> [TASK INPUTS]:
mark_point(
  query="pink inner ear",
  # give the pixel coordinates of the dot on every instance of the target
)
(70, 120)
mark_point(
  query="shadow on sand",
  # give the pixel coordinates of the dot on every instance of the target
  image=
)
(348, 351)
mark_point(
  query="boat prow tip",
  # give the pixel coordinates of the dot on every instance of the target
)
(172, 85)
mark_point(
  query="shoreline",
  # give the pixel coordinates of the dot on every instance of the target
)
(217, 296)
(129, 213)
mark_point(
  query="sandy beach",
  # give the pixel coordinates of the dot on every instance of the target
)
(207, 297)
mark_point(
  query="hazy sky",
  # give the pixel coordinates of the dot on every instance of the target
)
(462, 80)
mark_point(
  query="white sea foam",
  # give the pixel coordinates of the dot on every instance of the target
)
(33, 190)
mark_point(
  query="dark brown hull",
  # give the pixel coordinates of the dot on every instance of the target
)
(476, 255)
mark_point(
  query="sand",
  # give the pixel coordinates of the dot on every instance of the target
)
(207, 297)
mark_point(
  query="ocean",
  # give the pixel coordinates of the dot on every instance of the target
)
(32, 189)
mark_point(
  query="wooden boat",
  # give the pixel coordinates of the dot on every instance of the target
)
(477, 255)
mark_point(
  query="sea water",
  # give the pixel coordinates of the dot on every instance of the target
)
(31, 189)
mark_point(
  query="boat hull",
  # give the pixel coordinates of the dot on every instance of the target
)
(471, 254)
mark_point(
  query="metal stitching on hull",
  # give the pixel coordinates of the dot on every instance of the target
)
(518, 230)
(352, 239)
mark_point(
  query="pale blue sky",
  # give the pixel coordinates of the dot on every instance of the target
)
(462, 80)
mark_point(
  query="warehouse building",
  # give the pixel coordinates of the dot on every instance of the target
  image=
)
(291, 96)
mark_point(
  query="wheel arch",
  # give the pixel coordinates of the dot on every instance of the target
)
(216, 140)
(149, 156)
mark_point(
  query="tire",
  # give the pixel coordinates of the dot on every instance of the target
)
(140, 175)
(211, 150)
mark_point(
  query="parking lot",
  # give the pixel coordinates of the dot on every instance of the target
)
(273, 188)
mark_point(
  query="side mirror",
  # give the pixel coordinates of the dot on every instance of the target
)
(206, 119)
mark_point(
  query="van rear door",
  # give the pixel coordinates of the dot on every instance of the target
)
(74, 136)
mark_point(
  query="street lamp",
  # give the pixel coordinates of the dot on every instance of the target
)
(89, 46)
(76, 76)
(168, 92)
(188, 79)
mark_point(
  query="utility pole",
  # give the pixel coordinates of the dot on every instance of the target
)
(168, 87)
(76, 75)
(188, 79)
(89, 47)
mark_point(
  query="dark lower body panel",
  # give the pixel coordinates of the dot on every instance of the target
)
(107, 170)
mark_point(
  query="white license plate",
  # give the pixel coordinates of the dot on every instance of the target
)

> [STATED PROBLEM]:
Restate all of the entries above precisely.

> [COMPLETE RESPONSE]:
mark_point(
  query="pink inner ear",
  # give the pixel coordinates of the dot on every instance of the target
)
(70, 120)
mark_point(
  query="shadow on sand",
  # give the pixel coordinates of the dot on every instance of the target
  image=
)
(348, 351)
mark_point(
  query="boat prow tip",
  # give the pixel coordinates of the dot on every instance of the target
)
(172, 85)
mark_point(
  query="shoreline",
  # give the pixel coordinates of the dot on every instance of the target
)
(217, 296)
(129, 213)
mark_point(
  query="sandy beach",
  # give the pixel coordinates of the dot on every instance of the target
)
(207, 297)
mark_point(
  query="hazy sky",
  # give the pixel coordinates of the dot on every instance of the target
)
(462, 80)
mark_point(
  query="white sea foam",
  # give the pixel coordinates of the dot on every instance of the target
)
(33, 190)
mark_point(
  query="dark brown hull",
  # give the pixel coordinates of the dot on every instance of the target
)
(476, 255)
mark_point(
  query="sand",
  # give the pixel coordinates of the dot on every instance of the target
)
(207, 297)
mark_point(
  query="ocean",
  # give the pixel coordinates of the dot on every instance of the target
)
(32, 189)
mark_point(
  query="wooden boat",
  # give the pixel coordinates of the dot on every instance of the target
)
(477, 255)
mark_point(
  query="sea water",
  # give the pixel coordinates of the dot on every instance of the target
)
(31, 189)
mark_point(
  query="boat hull",
  # give the pixel coordinates of the dot on every instance of the target
)
(471, 254)
mark_point(
  query="metal stitching on hull",
  # give the pixel coordinates of the dot on every instance of the target
)
(518, 230)
(352, 239)
mark_point(
  query="pale blue sky",
  # give the pixel coordinates of the dot on every instance of the target
)
(462, 80)
mark_point(
  query="warehouse building",
  # give the pixel coordinates of the dot on every instance of the target
  image=
)
(291, 96)
mark_point(
  query="wheel arch",
  # give the pixel coordinates of the dot on every instance of the target
)
(216, 140)
(149, 156)
mark_point(
  query="tire",
  # give the pixel coordinates of the dot on every instance of the target
)
(140, 175)
(211, 150)
mark_point(
  query="parking lot",
  # give the pixel coordinates of the dot on every instance of the target
)
(273, 188)
mark_point(
  query="side mirror",
  # give the pixel coordinates of the dot on every instance of the target
)
(206, 119)
mark_point(
  query="van rear door",
  # give the pixel coordinates of the dot on every instance of the target
)
(74, 136)
mark_point(
  query="street lamp",
  # give the pixel coordinates of the dot on every instance of the target
)
(89, 46)
(76, 76)
(168, 92)
(188, 79)
mark_point(
  query="utility pole",
  # give the pixel coordinates of the dot on every instance of the target
)
(168, 87)
(76, 75)
(188, 79)
(89, 47)
mark_point(
  query="dark lower body panel",
  # give the pixel coordinates of the dot on every instance of the target
)
(107, 170)
mark_point(
  query="white license plate",
  # give the pixel coordinates of the dot on every instance of the target
)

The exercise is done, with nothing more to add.